Object pointing dataset rows ::
★ ★ ★ ★ ★
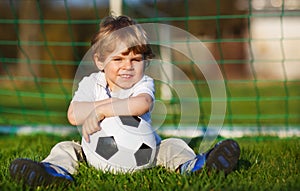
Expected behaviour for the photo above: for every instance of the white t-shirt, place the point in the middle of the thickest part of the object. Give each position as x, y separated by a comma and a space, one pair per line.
94, 88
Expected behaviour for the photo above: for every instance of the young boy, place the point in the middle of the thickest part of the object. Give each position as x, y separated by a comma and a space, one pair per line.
121, 53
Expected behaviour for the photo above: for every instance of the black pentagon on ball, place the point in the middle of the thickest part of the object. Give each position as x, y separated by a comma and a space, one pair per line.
106, 147
133, 121
143, 155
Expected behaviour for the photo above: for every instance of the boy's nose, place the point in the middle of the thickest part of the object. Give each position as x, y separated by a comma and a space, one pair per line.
127, 65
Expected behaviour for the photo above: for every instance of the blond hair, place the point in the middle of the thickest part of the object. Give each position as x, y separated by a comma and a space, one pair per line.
114, 30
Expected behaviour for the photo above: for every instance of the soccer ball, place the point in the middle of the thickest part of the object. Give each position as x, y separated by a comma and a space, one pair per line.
125, 143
★ ★ ★ ★ ★
Copy out every line of the material above word for word, omitting the picture.

Expected behaviour for the photo above: for every instance of the white t-shirt, place the point in the middle of the thickest part of the object. Give each position as x, y separated by a comma and a space, one pair per line.
94, 88
Expected behaviour for the photo above: for every instance of the young boy, place the point in the middle of the thickest part of the object. Give each position as x, y separated by a comma and a space, one pair per line.
121, 53
Expected behaviour for the photo above: for every instance of the black pentagon on ball, place the point in the middle of the thickest part of the object. Give each position as x, y separated by a comma and a space, one pair per line.
106, 147
133, 121
143, 155
Expected behaviour for the photo above: for every instance of the boy's nose, place the point in the middle of the thickest part of the object. Give each position as x, y separated by a comma and a space, one pair per line.
127, 65
Expected behaviour for the photo above: for every instance of the blond hair, place the point in the middle of the thickest part of the object. Give each position as x, y separated by a comma and a space, one pair per line.
114, 30
Expected behaviour for the photo above: for every instance of the soccer ball, place the point in the middle of the thickest part of the object. Give each position as x, y separated by a comma and a space, one pair per line.
125, 143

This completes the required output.